__Document passage__.
--------------------------------------------------

Marina Abramović - Igor Levit - Urs Schönebaum
Goldberg (2015; world premiere)

Park Avenue Armory
New York
December 7-19, 2015

Anri Sala
Anri Sala: Answer Me
Curated by Massimiliano Gioni - Margaret Norton - Natalie Bell

New Museum
New York
February 3-April 10, 2016

The responsibility for guiding audiences in the act of listening to classical music has historically rested on the shoulders of composers. In the United States, Aaron Copland, Virgil Thompson, and John Cage each brought a prolific pen to the discussion. In Europe, Pierre Boulez and more recently Heiner Goebbels have both asked us to reconsider the relationship between music and the audience.

--------------------------------------------------

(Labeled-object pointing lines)
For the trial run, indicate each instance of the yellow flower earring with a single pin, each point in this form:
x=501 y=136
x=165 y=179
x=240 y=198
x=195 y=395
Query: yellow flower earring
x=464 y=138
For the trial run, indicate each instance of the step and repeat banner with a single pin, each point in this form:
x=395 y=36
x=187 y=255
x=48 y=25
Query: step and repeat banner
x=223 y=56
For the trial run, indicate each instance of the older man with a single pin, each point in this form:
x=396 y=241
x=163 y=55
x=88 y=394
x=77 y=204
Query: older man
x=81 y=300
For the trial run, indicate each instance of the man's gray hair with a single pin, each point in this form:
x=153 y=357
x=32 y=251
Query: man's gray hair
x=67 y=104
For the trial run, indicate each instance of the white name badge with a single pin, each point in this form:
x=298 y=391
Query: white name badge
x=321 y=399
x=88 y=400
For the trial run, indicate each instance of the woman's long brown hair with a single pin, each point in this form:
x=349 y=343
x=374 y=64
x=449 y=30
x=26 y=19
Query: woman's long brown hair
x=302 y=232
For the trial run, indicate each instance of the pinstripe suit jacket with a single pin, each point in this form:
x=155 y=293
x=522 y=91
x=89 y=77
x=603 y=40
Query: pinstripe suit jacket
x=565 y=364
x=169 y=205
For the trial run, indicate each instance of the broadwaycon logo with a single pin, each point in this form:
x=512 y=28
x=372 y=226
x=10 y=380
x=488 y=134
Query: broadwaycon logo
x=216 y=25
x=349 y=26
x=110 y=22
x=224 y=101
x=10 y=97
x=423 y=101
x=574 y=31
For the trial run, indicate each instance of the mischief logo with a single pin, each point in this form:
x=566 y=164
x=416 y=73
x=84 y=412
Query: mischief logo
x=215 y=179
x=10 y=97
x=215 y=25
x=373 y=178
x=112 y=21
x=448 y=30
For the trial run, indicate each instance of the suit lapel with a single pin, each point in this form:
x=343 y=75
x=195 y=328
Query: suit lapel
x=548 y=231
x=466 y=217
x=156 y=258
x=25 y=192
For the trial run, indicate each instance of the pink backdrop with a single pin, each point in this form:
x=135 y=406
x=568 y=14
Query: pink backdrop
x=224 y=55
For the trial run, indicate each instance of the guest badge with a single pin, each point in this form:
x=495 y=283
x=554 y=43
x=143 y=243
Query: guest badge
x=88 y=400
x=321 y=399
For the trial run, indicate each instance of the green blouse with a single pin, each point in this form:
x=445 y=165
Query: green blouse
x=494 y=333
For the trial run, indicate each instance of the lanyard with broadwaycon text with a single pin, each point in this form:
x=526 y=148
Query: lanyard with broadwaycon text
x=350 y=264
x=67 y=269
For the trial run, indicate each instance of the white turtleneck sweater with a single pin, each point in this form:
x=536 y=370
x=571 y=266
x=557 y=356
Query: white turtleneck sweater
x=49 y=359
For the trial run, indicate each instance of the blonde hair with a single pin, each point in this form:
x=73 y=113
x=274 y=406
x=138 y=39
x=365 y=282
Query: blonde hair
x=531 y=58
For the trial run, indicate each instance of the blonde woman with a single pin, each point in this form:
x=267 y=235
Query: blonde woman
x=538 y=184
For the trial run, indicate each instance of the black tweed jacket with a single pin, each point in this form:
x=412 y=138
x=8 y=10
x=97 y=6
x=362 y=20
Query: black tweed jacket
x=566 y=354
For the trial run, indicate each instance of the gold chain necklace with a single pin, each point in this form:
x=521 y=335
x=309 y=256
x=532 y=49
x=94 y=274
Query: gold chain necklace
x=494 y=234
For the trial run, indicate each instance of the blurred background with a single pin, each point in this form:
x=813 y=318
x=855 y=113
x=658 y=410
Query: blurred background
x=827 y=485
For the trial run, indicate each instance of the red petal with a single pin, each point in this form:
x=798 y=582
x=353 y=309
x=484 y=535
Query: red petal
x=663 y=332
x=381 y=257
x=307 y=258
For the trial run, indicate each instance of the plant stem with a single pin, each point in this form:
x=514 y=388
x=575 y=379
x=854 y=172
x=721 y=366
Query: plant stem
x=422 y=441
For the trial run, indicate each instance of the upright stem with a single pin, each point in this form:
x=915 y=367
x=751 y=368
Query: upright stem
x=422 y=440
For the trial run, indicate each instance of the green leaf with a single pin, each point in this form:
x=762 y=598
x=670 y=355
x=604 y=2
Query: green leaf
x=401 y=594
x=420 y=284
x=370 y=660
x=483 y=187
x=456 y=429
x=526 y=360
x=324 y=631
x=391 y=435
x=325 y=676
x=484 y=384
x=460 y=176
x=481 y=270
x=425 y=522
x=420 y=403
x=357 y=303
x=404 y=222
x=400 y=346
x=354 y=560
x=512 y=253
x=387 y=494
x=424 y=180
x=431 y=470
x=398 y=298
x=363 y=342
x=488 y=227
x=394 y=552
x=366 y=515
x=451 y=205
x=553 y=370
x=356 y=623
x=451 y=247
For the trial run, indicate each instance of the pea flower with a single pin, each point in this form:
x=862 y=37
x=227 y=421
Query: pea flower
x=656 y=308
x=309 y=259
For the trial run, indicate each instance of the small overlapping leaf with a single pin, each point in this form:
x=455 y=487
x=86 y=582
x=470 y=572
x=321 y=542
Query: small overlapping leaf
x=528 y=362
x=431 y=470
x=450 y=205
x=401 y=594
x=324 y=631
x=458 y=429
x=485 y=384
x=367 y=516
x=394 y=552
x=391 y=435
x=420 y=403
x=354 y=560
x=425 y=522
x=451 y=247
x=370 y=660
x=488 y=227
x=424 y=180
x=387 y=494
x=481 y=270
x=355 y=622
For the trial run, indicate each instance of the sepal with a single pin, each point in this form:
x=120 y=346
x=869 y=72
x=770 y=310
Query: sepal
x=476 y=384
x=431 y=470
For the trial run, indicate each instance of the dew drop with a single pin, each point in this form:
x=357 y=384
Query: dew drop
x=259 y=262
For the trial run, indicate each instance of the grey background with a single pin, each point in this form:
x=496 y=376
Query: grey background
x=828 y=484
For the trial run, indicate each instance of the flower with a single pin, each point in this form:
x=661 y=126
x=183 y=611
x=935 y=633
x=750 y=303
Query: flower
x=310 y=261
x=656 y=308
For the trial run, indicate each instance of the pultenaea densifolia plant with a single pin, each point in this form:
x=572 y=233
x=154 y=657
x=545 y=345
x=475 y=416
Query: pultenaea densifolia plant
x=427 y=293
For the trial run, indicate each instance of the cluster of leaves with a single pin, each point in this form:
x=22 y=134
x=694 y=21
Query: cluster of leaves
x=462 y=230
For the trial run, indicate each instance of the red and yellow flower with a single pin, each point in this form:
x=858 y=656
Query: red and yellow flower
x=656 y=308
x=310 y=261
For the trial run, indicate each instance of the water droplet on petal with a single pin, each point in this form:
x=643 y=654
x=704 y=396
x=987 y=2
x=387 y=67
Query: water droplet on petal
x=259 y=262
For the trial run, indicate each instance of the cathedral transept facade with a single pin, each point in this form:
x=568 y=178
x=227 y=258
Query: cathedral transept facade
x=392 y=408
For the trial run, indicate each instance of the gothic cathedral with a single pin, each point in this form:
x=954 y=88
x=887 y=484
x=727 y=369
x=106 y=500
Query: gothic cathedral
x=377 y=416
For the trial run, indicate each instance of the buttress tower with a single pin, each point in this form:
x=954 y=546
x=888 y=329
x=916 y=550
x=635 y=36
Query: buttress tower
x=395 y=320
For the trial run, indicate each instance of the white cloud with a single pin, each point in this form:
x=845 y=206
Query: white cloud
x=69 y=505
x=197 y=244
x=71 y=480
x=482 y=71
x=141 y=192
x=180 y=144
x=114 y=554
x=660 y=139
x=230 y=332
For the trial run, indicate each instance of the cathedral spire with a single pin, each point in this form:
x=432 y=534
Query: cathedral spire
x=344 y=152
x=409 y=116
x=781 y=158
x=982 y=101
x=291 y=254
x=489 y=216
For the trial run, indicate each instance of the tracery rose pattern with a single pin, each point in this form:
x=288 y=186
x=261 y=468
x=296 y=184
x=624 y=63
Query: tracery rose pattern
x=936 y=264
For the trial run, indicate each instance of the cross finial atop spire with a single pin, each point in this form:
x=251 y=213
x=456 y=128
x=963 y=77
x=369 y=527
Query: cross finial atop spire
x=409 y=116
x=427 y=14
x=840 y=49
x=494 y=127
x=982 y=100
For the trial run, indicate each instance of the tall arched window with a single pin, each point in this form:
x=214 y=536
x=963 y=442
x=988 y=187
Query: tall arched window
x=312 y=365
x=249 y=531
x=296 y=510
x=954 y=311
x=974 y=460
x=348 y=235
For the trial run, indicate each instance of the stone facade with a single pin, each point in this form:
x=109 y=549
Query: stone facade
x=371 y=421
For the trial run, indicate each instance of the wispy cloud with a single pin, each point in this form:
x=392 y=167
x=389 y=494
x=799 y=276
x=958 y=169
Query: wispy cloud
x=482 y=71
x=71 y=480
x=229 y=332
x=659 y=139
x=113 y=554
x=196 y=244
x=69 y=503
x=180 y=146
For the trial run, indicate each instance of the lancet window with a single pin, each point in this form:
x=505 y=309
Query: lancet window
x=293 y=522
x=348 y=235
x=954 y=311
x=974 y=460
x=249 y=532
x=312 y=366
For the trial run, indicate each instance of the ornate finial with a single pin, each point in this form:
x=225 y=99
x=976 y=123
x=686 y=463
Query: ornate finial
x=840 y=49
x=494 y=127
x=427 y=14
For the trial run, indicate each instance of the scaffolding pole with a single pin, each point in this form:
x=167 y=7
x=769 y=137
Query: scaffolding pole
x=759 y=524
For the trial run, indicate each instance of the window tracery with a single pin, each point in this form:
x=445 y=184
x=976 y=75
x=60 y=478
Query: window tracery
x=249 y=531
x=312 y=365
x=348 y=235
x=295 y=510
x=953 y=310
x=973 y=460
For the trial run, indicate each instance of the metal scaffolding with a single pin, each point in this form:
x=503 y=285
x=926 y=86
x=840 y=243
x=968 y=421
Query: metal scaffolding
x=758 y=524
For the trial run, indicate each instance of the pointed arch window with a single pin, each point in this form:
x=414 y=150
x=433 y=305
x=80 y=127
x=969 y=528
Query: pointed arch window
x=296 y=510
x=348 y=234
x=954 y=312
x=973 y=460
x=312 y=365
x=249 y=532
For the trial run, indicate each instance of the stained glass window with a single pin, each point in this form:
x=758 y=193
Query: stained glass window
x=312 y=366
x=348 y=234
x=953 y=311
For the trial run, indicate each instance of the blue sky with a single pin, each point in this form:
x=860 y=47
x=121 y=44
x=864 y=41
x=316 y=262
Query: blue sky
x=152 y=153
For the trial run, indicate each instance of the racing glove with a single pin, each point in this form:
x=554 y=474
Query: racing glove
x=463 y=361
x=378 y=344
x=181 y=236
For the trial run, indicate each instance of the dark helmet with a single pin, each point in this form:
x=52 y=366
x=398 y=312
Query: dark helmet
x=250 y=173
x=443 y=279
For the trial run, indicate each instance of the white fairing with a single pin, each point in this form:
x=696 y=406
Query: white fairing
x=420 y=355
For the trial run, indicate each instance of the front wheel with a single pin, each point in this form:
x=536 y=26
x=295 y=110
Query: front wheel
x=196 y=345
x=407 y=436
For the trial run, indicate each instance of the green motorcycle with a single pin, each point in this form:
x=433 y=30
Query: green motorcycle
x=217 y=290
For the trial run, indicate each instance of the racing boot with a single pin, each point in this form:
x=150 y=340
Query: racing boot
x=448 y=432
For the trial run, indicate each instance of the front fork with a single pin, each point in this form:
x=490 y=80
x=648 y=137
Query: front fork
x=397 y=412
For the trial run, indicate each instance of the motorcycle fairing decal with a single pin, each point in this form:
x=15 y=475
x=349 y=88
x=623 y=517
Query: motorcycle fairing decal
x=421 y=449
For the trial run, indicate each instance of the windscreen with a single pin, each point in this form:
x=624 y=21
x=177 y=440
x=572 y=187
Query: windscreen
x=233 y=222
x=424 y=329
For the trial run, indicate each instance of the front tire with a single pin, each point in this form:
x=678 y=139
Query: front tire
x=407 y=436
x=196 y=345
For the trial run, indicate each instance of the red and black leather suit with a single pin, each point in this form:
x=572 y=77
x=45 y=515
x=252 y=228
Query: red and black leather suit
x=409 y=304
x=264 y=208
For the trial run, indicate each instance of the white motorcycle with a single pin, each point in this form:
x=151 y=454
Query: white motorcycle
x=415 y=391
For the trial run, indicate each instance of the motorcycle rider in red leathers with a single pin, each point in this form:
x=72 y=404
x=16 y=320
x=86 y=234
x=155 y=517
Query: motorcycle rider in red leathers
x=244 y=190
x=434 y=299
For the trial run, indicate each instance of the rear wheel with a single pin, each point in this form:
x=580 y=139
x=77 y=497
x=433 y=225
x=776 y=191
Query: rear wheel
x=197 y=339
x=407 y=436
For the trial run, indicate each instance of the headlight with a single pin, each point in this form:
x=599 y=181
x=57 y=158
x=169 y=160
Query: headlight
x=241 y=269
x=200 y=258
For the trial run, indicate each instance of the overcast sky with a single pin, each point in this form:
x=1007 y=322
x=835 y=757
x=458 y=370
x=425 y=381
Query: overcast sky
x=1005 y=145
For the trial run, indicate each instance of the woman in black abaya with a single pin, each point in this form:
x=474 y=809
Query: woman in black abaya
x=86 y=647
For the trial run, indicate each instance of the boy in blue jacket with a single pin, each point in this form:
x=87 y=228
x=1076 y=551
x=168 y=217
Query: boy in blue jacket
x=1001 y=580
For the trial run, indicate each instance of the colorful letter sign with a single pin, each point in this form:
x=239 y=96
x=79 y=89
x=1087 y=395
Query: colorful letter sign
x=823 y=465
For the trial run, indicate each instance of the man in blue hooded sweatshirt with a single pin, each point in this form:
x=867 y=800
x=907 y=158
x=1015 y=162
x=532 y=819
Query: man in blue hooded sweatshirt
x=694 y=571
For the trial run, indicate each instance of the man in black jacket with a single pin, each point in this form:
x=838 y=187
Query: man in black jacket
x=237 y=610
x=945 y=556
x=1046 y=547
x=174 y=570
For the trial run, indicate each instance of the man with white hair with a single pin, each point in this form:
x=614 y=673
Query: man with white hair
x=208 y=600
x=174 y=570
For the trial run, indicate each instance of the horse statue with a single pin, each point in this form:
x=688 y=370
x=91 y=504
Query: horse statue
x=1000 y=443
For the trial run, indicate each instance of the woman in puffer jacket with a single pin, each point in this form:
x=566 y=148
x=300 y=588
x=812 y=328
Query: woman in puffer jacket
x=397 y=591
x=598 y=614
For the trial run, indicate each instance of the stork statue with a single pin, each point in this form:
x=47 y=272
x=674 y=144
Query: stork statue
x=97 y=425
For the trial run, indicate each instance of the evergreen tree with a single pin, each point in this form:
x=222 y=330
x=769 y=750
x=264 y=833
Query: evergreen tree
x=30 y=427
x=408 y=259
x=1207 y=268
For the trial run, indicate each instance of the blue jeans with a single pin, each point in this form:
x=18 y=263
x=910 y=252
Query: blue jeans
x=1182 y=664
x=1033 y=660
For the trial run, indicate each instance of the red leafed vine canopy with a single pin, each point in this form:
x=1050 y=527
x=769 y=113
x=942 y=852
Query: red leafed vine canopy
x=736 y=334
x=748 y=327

--------------------------------------------------

__Set task__.
Return the passage of the listings text above that begins with the words containing "Park Avenue Armory" and ends with "and the audience.".

__Output__.
Park Avenue Armory
New York
December 7-19, 2015

Anri Sala
Anri Sala: Answer Me
Curated by Massimiliano Gioni - Margaret Norton - Natalie Bell

New Museum
New York
February 3-April 10, 2016

The responsibility for guiding audiences in the act of listening to classical music has historically rested on the shoulders of composers. In the United States, Aaron Copland, Virgil Thompson, and John Cage each brought a prolific pen to the discussion. In Europe, Pierre Boulez and more recently Heiner Goebbels have both asked us to reconsider the relationship between music and the audience.